▼▼▼

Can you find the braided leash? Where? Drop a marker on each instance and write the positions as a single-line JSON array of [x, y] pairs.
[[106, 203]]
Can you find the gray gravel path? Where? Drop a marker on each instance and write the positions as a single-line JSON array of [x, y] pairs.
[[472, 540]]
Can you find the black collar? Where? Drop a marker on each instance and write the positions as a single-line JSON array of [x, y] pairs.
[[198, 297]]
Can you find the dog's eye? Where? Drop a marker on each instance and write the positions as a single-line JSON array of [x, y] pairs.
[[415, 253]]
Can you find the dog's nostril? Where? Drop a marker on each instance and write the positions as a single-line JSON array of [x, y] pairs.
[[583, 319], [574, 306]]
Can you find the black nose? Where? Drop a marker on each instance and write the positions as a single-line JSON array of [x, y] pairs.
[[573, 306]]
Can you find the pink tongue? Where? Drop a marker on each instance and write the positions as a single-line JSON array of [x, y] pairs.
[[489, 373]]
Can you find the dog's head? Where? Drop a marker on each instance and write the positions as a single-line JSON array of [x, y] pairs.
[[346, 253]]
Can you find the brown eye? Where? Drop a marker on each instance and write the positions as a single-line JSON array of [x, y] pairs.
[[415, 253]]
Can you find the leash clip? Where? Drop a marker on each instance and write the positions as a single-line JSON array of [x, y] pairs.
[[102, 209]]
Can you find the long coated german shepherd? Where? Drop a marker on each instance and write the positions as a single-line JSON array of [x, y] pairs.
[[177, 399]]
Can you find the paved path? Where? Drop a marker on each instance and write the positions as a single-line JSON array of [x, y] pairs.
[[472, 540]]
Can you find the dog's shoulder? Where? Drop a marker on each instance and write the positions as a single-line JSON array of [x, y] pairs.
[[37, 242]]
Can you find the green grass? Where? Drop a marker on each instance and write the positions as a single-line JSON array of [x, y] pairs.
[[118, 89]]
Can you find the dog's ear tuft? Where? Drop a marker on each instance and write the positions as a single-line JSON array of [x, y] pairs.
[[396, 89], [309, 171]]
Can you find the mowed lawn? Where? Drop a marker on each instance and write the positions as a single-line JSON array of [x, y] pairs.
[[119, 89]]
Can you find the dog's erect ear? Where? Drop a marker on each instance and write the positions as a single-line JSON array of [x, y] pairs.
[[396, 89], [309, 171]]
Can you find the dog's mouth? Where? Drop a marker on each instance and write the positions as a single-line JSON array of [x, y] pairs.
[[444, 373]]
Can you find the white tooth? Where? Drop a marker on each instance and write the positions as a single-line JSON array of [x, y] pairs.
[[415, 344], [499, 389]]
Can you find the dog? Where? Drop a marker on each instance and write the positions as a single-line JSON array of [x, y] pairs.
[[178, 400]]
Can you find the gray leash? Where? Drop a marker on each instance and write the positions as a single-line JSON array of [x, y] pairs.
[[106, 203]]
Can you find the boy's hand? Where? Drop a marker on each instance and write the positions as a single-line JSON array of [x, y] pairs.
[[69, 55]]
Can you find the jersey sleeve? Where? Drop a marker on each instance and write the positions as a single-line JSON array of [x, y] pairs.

▲▲▲

• [Instructions for the task]: Beginning at the line that holds "Can you find the dog?", reproduce the lines exactly up to and including the final line of the entries.

• [Your solution]:
Can you find the dog? Where? Drop a marker on each instance and write the positions as a single-line JSON array of [x, y] pairs.
[[178, 400]]
Can you find the gray leash? Where? Drop a marker on each instance and write the positions as a single-line JSON array of [x, y] pairs.
[[106, 203]]
Can you find the boy's hand? Where? Drop a marker on each instance and write the positions as a single-line JSON array of [x, y] pairs.
[[69, 55]]
Can you find the jersey sleeve? Where? Drop a marker on each instance and write the positions as a single-line JSON array of [x, y] pairs.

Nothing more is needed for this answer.